:: What you will do ::
Return every entry below exactly as written, minus the pictures.

:: Excerpted data ::
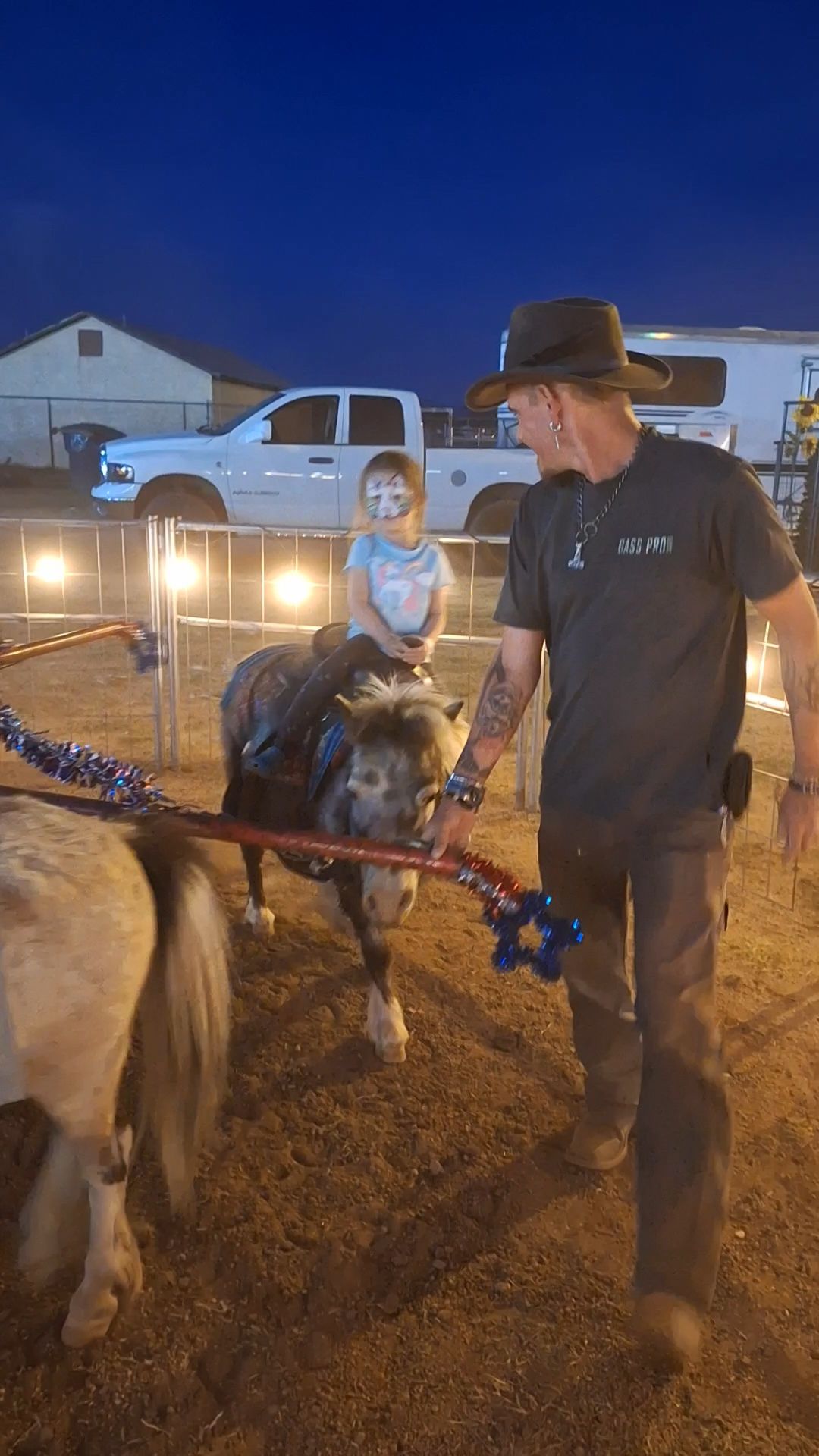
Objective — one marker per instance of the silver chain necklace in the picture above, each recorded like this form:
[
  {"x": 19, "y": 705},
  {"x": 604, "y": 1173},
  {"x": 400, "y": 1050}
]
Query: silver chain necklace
[{"x": 586, "y": 530}]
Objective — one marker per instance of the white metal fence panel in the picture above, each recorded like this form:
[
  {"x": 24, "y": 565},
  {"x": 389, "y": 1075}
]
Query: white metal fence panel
[{"x": 55, "y": 576}]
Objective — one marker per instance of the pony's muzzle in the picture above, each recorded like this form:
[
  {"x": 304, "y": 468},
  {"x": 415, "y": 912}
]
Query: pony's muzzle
[{"x": 388, "y": 896}]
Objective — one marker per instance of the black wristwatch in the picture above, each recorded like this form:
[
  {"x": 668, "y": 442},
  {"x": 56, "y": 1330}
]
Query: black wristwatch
[
  {"x": 808, "y": 786},
  {"x": 464, "y": 791}
]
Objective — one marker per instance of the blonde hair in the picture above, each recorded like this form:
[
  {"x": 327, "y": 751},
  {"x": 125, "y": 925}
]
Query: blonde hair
[{"x": 392, "y": 462}]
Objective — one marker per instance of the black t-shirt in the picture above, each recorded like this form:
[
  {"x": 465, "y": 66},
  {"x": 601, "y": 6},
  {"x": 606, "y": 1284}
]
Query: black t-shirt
[{"x": 648, "y": 644}]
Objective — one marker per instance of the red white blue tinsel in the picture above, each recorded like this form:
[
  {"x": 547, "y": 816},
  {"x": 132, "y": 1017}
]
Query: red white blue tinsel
[{"x": 80, "y": 766}]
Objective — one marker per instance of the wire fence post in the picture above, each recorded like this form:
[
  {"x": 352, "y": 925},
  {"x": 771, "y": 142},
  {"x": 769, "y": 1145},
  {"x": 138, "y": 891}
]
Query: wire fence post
[
  {"x": 171, "y": 582},
  {"x": 155, "y": 601}
]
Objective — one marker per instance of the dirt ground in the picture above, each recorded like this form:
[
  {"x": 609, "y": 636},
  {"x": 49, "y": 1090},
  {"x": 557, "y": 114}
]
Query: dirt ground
[{"x": 395, "y": 1260}]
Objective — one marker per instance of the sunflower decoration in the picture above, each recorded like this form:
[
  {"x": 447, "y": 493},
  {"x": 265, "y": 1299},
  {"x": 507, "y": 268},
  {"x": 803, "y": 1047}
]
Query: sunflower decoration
[{"x": 806, "y": 414}]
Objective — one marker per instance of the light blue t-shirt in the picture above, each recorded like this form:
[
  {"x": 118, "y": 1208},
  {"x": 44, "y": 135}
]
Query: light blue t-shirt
[{"x": 401, "y": 582}]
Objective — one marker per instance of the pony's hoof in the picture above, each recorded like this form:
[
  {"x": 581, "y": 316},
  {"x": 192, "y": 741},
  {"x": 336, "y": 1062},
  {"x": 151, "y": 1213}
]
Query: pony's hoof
[
  {"x": 392, "y": 1053},
  {"x": 77, "y": 1332},
  {"x": 261, "y": 919}
]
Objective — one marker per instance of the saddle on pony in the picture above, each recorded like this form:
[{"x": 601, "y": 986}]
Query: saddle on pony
[{"x": 260, "y": 695}]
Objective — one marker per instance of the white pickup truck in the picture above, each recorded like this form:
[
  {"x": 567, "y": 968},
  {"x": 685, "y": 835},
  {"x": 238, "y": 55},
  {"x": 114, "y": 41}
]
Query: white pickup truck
[{"x": 297, "y": 460}]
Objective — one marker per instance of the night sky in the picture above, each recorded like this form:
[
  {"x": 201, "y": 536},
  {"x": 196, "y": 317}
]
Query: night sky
[{"x": 360, "y": 194}]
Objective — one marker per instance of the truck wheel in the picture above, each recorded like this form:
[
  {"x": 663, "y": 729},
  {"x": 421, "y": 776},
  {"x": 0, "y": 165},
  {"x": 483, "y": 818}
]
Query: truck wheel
[
  {"x": 184, "y": 504},
  {"x": 493, "y": 519}
]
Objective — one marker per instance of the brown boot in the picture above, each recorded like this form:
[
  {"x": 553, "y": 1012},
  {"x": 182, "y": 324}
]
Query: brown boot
[
  {"x": 596, "y": 1147},
  {"x": 670, "y": 1329}
]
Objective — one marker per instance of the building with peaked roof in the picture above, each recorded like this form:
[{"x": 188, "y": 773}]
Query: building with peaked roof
[{"x": 88, "y": 369}]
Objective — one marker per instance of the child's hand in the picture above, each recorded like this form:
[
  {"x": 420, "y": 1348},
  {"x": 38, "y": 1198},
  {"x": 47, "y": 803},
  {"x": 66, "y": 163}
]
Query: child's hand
[
  {"x": 416, "y": 655},
  {"x": 395, "y": 647}
]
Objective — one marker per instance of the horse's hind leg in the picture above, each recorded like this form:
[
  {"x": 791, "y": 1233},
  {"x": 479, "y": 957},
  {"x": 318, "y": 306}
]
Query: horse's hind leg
[
  {"x": 257, "y": 912},
  {"x": 385, "y": 1018},
  {"x": 55, "y": 1219},
  {"x": 112, "y": 1270}
]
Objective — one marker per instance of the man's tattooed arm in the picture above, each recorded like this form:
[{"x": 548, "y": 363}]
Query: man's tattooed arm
[
  {"x": 507, "y": 688},
  {"x": 793, "y": 617},
  {"x": 800, "y": 680}
]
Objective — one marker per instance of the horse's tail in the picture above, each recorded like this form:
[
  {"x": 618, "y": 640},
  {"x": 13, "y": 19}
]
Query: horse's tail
[{"x": 186, "y": 1005}]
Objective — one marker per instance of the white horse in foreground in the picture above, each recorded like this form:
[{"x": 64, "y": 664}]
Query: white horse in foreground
[{"x": 98, "y": 922}]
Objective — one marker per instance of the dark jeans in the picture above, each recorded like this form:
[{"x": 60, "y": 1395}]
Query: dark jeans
[
  {"x": 653, "y": 1059},
  {"x": 354, "y": 654}
]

:: Solution to this task ::
Objective — one marker per instance of the silver chain necklace in the picture above, each recorded like this form:
[
  {"x": 19, "y": 705},
  {"x": 604, "y": 1173},
  {"x": 400, "y": 1050}
]
Query: silver chain necklace
[{"x": 586, "y": 530}]
Objective — one marker per instance of the white metal fence panel in the picture above, each recorded like this form:
[
  {"x": 24, "y": 565},
  {"x": 389, "y": 1075}
]
Query: white metal fence panel
[{"x": 55, "y": 576}]
Objective — one marker per instance of the pony's muzzle in the picture above, each recorded like this form:
[
  {"x": 304, "y": 468},
  {"x": 415, "y": 912}
]
Query: pony's muzzle
[{"x": 388, "y": 896}]
Objective — one marker per instance of the black wristwatch in the picture above, each recorded like this form:
[
  {"x": 668, "y": 442},
  {"x": 56, "y": 1330}
]
Query: black wristwatch
[
  {"x": 808, "y": 786},
  {"x": 464, "y": 791}
]
Objective — one marker per instance of the blonde hair in the picture above, each recorded like this form:
[
  {"x": 327, "y": 751},
  {"x": 125, "y": 925}
]
Query: blonde hair
[{"x": 392, "y": 462}]
Objective — one marker per instance of the black t-shirt in the picture above, each recorded like this form:
[
  {"x": 465, "y": 66},
  {"x": 601, "y": 6},
  {"x": 606, "y": 1284}
]
Query: black t-shirt
[{"x": 648, "y": 644}]
Objective — one marker per instance of the red white blue tinsel in the picture above, each recorded like this form:
[
  {"x": 547, "y": 816},
  {"x": 132, "y": 1017}
]
Query: red white blue tinsel
[{"x": 80, "y": 766}]
Objective — one marker per instance of the wire fence post in the picture above, each recorded like this form:
[
  {"x": 352, "y": 925},
  {"x": 771, "y": 142},
  {"x": 769, "y": 1145},
  {"x": 138, "y": 891}
]
Query: wire fence post
[
  {"x": 171, "y": 582},
  {"x": 155, "y": 601}
]
Objective — one marker per instance of the dirt ground in the picture above, each recorded like this form:
[
  {"x": 609, "y": 636},
  {"x": 49, "y": 1090},
  {"x": 557, "y": 114}
]
Query: dirt ground
[{"x": 395, "y": 1260}]
Objective — one marker per instance of the sunflower decoration in the picture above, each recorded like this form:
[
  {"x": 447, "y": 493},
  {"x": 265, "y": 1299},
  {"x": 507, "y": 268},
  {"x": 803, "y": 1047}
]
Query: sunflower decoration
[{"x": 806, "y": 414}]
Objective — one marker per instance of the light blue t-shirt in the picture above, each recorded like this form:
[
  {"x": 118, "y": 1208},
  {"x": 44, "y": 135}
]
Query: light blue t-shirt
[{"x": 401, "y": 582}]
Objective — one marker per instance of the pony's hoof in the picture above, each recorded like this form:
[
  {"x": 581, "y": 316},
  {"x": 192, "y": 741},
  {"x": 336, "y": 1062},
  {"x": 151, "y": 1213}
]
Query: pony's hoof
[
  {"x": 392, "y": 1053},
  {"x": 77, "y": 1332},
  {"x": 261, "y": 919}
]
Objective — one marker per instance of the saddle on pony in the picture above, each recorded like this form:
[{"x": 601, "y": 986}]
Query: saddle on pony
[{"x": 260, "y": 695}]
Objective — one marker per instance of the white pickup truck in the picture above, each recorded like this form:
[
  {"x": 567, "y": 968},
  {"x": 685, "y": 835},
  {"x": 238, "y": 55},
  {"x": 114, "y": 41}
]
Query: white pickup truck
[{"x": 297, "y": 460}]
Objective — one marker per instance of the night sky in the picture above, each recorded like this form:
[
  {"x": 201, "y": 536},
  {"x": 196, "y": 317}
]
Query: night sky
[{"x": 360, "y": 194}]
Objective — one marker per instance of the truck wheel in the picture above, each recorded like this form:
[
  {"x": 663, "y": 729},
  {"x": 421, "y": 776},
  {"x": 0, "y": 165},
  {"x": 483, "y": 818}
]
Query: truck wheel
[
  {"x": 184, "y": 504},
  {"x": 493, "y": 519}
]
Objective — one marker per instance of the brown boot in the picture above, each recorded like this form:
[
  {"x": 553, "y": 1012},
  {"x": 182, "y": 324}
]
Query: brown boot
[
  {"x": 596, "y": 1147},
  {"x": 670, "y": 1329}
]
Objective — one marker per instance of the building with peaked roof in the picture above, each recorded like this form:
[{"x": 188, "y": 773}]
Query: building with peaked roof
[{"x": 88, "y": 369}]
Objective — one marker per instance of the child's hand in the picture above, each recorded like this form:
[
  {"x": 420, "y": 1348},
  {"x": 38, "y": 1198},
  {"x": 47, "y": 803},
  {"x": 66, "y": 163}
]
Query: child's hand
[
  {"x": 416, "y": 655},
  {"x": 395, "y": 647}
]
Objective — one marker per instance of the horse's hind leg in the picture above, each recorded like this form:
[
  {"x": 791, "y": 1233},
  {"x": 479, "y": 957},
  {"x": 318, "y": 306}
]
Query: horse's hind leg
[
  {"x": 257, "y": 912},
  {"x": 385, "y": 1018},
  {"x": 55, "y": 1219},
  {"x": 112, "y": 1270}
]
Objective — one marker per instance of the man's tattooed arm in the picture above, each recorded like this form:
[{"x": 548, "y": 363}]
Query: man's tattooed arm
[
  {"x": 507, "y": 688},
  {"x": 793, "y": 617},
  {"x": 800, "y": 680}
]
Objective — one marker per instance of the horse's tail in the picture above, each recorded like this form:
[
  {"x": 618, "y": 640},
  {"x": 13, "y": 19}
]
Query: horse's tail
[{"x": 186, "y": 1005}]
Objective — one marker per instance of the white horse in foreground in the picture above, each recorded like this form:
[{"x": 64, "y": 664}]
Query: white horse in foreground
[{"x": 98, "y": 922}]
Objective — one marker per instance of the dark jeans in the picture above, each recorded like this form:
[{"x": 60, "y": 1395}]
Query: dark jeans
[
  {"x": 653, "y": 1059},
  {"x": 354, "y": 654}
]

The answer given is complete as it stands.